Given text
In the third quarter of 2005, the Company began suffering a substantial loss of assets under management due to the departure of key personnel and uncertainty surrounding the future of the business. The deterioration in assets has continued through 2006 culminating in the Company electing to terminate all of its client relationships in the third quarter of 2006. At September 30, 2006, the Company had no clients for whom it was managing assets.
 
As a result, the Company has no operating business and no assets under management at September 30, 2006. The Company’s principal assets consist of a significant cash position, sizeable net operating tax losses to carry forward, its status as a reporting company under the Exchange Act and a small revenue stream consisting of fee sharing payments from departed portfolio managers and interest on the cash. The revenue stream will be insufficient to cover operating expenses.
 
The Company has been in the process of attempting to merge with or acquire a third party asset management business and has reviewed numerous opportunities. To date those efforts have been unsuccessful. During the fourth quarter, the Company plans to expand the scope of its efforts beyond traditional asset management and related financial services companies. If the other options are not available, the Company would liquidate and distribute remaining cash to its stockholders.
 
Recent Developments
 
As of December 31, 2004, the Company had $13.6 billion of assets under management. In the first half of 2005, a group of stockholders launched a proxy fight to elect three new directors. It was announced at the Company’s annual meeting on June 23, 2005, that these stockholders were successful and three new directors were elected to the Company’s board. The proxy contest created significant uncertainty for the Company’s business and employees and, as a result, throughout 2005 the Company suffered significant declines in assets under management.

Task
Do these statements agree with the excerpt on the Company's loss of assets? Answer yes or no for each, and quote the deciding words from the excerpt. (a) The Company was managing assets for no clients at September 30, 2006. (b) The Company's revenue stream is expected to cover its operating expenses. (c) The proxy fight in 2005 sought to elect five new directors.

Records provided

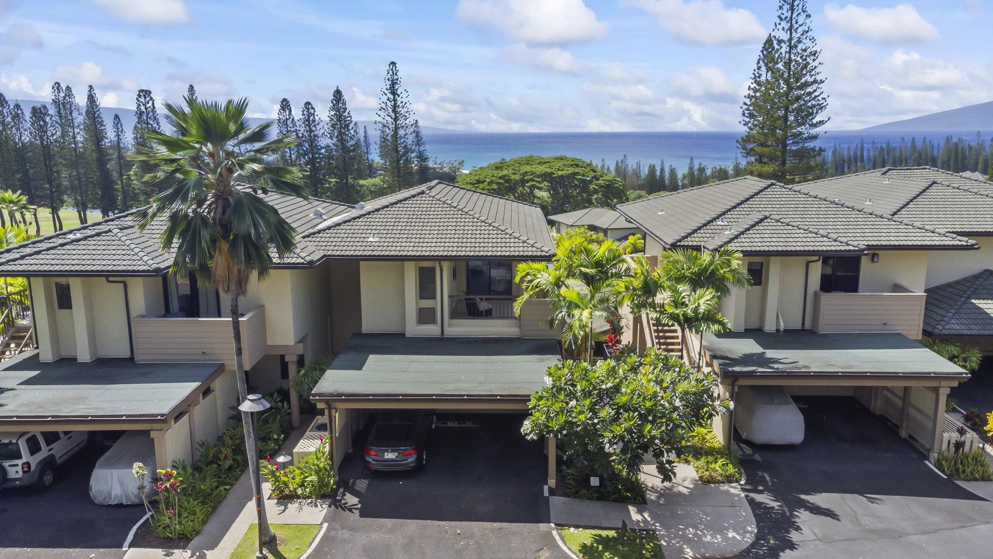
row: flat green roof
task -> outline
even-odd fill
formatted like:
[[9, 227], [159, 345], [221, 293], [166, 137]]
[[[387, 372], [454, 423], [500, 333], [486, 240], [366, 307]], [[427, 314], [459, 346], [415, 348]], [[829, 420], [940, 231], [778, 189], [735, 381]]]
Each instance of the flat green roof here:
[[5, 421], [163, 420], [221, 370], [222, 363], [42, 363], [38, 352], [0, 363], [0, 430]]
[[527, 399], [559, 361], [552, 339], [354, 334], [311, 398]]
[[746, 330], [704, 334], [724, 376], [968, 378], [962, 368], [899, 332], [818, 334]]

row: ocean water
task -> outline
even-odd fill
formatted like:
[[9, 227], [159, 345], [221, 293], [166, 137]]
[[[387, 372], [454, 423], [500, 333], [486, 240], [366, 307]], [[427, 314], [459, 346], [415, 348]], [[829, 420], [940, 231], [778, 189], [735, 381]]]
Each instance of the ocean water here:
[[[634, 164], [640, 160], [642, 165], [664, 159], [666, 168], [674, 165], [682, 173], [693, 157], [696, 163], [706, 165], [730, 165], [738, 154], [735, 144], [740, 131], [721, 132], [538, 132], [538, 133], [495, 133], [495, 132], [453, 132], [425, 133], [428, 153], [442, 160], [463, 159], [465, 169], [482, 167], [501, 158], [509, 159], [521, 155], [569, 155], [600, 164], [606, 159], [611, 166], [614, 161], [628, 155]], [[817, 145], [830, 147], [835, 143], [857, 145], [864, 139], [868, 146], [877, 143], [898, 143], [901, 138], [908, 142], [911, 137], [921, 141], [922, 137], [943, 141], [944, 137], [965, 137], [972, 139], [976, 130], [935, 131], [935, 132], [865, 132], [859, 130], [829, 130], [817, 141]], [[989, 141], [989, 131], [983, 137]]]

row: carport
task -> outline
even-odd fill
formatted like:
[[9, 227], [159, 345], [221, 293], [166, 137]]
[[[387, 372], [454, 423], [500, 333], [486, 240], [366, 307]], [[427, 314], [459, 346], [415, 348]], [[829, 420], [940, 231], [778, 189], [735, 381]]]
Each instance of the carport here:
[[[793, 395], [854, 397], [921, 443], [931, 461], [942, 445], [948, 391], [969, 378], [898, 332], [746, 330], [705, 334], [704, 342], [725, 396], [733, 399], [740, 386], [780, 385]], [[724, 418], [725, 441], [733, 424], [733, 415]]]
[[216, 438], [234, 382], [223, 363], [43, 363], [31, 351], [0, 363], [0, 431], [148, 431], [167, 467]]
[[[559, 362], [551, 339], [354, 334], [311, 394], [332, 419], [336, 469], [367, 410], [523, 413]], [[555, 484], [555, 442], [547, 441]]]

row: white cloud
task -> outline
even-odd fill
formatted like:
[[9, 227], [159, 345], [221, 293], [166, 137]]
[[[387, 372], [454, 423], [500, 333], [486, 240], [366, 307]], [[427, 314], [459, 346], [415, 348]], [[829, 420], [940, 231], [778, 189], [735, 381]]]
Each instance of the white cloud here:
[[892, 43], [903, 40], [936, 41], [941, 38], [937, 28], [918, 13], [910, 4], [893, 8], [863, 8], [835, 3], [824, 6], [824, 15], [835, 30], [855, 40]]
[[747, 43], [766, 37], [750, 10], [725, 8], [720, 0], [630, 0], [655, 16], [673, 37], [700, 45]]
[[25, 49], [42, 48], [42, 36], [27, 23], [13, 23], [0, 31], [0, 64], [10, 64]]
[[62, 82], [64, 86], [85, 91], [86, 86], [94, 88], [113, 88], [115, 90], [137, 90], [138, 84], [127, 78], [110, 78], [103, 73], [103, 68], [92, 62], [84, 62], [79, 66], [63, 64], [52, 71], [52, 78]]
[[691, 97], [728, 101], [739, 99], [739, 91], [716, 66], [694, 66], [672, 78], [673, 93]]
[[558, 47], [528, 47], [516, 44], [504, 49], [503, 56], [510, 62], [561, 74], [579, 74], [583, 71], [583, 64], [576, 60], [572, 53]]
[[115, 16], [136, 23], [189, 23], [190, 12], [183, 0], [92, 0]]
[[460, 0], [456, 16], [512, 41], [562, 44], [605, 37], [608, 25], [583, 0]]

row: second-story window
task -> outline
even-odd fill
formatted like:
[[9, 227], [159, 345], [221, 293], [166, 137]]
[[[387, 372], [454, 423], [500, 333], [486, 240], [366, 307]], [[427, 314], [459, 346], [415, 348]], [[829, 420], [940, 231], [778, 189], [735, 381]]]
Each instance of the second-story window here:
[[859, 292], [862, 257], [824, 257], [820, 264], [820, 290]]

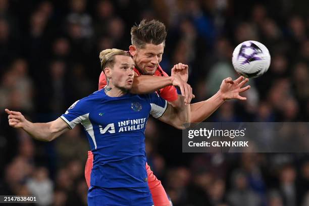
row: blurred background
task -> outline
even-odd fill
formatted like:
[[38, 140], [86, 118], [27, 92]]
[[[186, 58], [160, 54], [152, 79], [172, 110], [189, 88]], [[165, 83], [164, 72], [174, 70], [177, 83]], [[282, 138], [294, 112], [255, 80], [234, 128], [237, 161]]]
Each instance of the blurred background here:
[[[170, 73], [189, 65], [194, 102], [237, 76], [231, 56], [239, 43], [268, 48], [270, 68], [250, 80], [247, 100], [226, 102], [207, 121], [308, 121], [307, 0], [0, 0], [0, 194], [86, 205], [89, 146], [80, 127], [39, 142], [10, 128], [4, 109], [55, 120], [97, 89], [99, 52], [127, 50], [130, 29], [143, 18], [166, 25], [161, 65]], [[308, 154], [182, 153], [181, 137], [149, 120], [148, 163], [175, 206], [309, 205]]]

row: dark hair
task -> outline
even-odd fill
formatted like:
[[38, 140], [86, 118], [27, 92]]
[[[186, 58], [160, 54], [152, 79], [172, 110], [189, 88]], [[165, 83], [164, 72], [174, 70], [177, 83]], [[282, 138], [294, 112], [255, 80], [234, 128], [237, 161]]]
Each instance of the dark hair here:
[[144, 47], [146, 43], [165, 44], [167, 34], [165, 25], [162, 22], [156, 20], [146, 22], [143, 19], [138, 25], [131, 28], [131, 41], [138, 48]]

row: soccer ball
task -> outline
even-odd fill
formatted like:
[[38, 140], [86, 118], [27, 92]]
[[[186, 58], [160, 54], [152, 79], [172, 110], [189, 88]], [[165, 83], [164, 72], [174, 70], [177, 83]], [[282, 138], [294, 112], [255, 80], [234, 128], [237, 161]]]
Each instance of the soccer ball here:
[[246, 41], [234, 49], [232, 62], [236, 71], [245, 77], [255, 78], [268, 70], [271, 57], [268, 49], [256, 41]]

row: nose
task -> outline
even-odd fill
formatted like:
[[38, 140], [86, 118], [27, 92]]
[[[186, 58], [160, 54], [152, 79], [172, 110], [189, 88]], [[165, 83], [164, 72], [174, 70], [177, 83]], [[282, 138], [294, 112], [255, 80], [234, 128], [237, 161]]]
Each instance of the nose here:
[[131, 77], [134, 75], [134, 70], [131, 70], [130, 69], [129, 69], [128, 70], [129, 71], [129, 74], [128, 74], [129, 76]]
[[151, 59], [151, 63], [156, 65], [159, 64], [159, 59], [157, 56], [154, 56], [154, 57]]

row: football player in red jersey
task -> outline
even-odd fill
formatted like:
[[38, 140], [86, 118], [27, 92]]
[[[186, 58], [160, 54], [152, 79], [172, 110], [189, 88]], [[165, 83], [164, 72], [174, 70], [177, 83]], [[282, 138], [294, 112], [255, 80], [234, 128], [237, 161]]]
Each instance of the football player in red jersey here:
[[[161, 80], [146, 79], [145, 75], [168, 76], [159, 65], [162, 60], [164, 51], [167, 31], [164, 24], [159, 21], [146, 22], [142, 21], [139, 25], [134, 26], [131, 30], [132, 45], [129, 46], [129, 52], [135, 64], [134, 68], [135, 77], [132, 87], [132, 92], [143, 93], [150, 92], [157, 87], [158, 93], [161, 97], [177, 107], [178, 94], [176, 88], [172, 85], [163, 88], [160, 87]], [[181, 63], [174, 66], [172, 69], [172, 76], [178, 75], [185, 82], [188, 80], [188, 66]], [[154, 82], [155, 81], [155, 82]], [[248, 81], [240, 77], [233, 81], [230, 77], [222, 81], [219, 90], [214, 96], [205, 100], [191, 105], [191, 122], [198, 123], [203, 121], [215, 112], [226, 100], [234, 98], [244, 100], [246, 98], [239, 95], [250, 86], [243, 87]], [[107, 85], [105, 75], [101, 73], [99, 79], [99, 89]], [[184, 91], [182, 91], [183, 94]], [[188, 98], [190, 98], [188, 97]], [[189, 101], [188, 101], [189, 102]], [[87, 184], [89, 185], [90, 174], [92, 168], [93, 156], [88, 152], [88, 159], [86, 165], [85, 175]], [[169, 205], [166, 193], [161, 181], [153, 175], [150, 167], [146, 164], [148, 183], [152, 195], [155, 205]]]

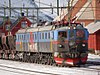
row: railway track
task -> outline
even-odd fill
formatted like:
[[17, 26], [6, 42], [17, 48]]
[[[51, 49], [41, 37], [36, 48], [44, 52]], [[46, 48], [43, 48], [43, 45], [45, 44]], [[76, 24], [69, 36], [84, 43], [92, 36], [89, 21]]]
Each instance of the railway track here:
[[[18, 66], [16, 66], [16, 64]], [[9, 60], [0, 60], [0, 70], [5, 70], [5, 71], [22, 74], [22, 75], [75, 75], [75, 74], [85, 75], [86, 73], [89, 73], [86, 75], [100, 75], [100, 69], [99, 69], [100, 66], [99, 68], [96, 67], [93, 68], [90, 66], [93, 66], [93, 64], [91, 65], [86, 64], [80, 67], [69, 68], [69, 67], [58, 67], [58, 66], [50, 66], [50, 65], [36, 64], [36, 63], [25, 63], [19, 61], [16, 62], [16, 61], [9, 61]]]
[[33, 70], [28, 70], [28, 69], [11, 67], [11, 66], [7, 66], [7, 65], [1, 65], [1, 64], [0, 64], [0, 70], [13, 72], [13, 73], [17, 73], [17, 74], [24, 74], [24, 75], [40, 75], [40, 74], [41, 75], [58, 75], [58, 74], [54, 74], [54, 73], [33, 71]]

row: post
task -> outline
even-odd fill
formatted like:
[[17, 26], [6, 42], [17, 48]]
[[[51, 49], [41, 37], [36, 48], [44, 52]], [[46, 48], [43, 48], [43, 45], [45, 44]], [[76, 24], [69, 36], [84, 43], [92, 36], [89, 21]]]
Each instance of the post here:
[[57, 15], [59, 16], [59, 0], [57, 0]]
[[9, 16], [11, 17], [11, 0], [9, 0]]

Response to the exercise
(a) Yes: "At September 30, 2006, the Company had no clients for whom it was managing assets."
(b) No: "The revenue stream will be insufficient to cover operating expenses."
(c) No: "a group of stockholders launched a proxy fight to elect three new directors."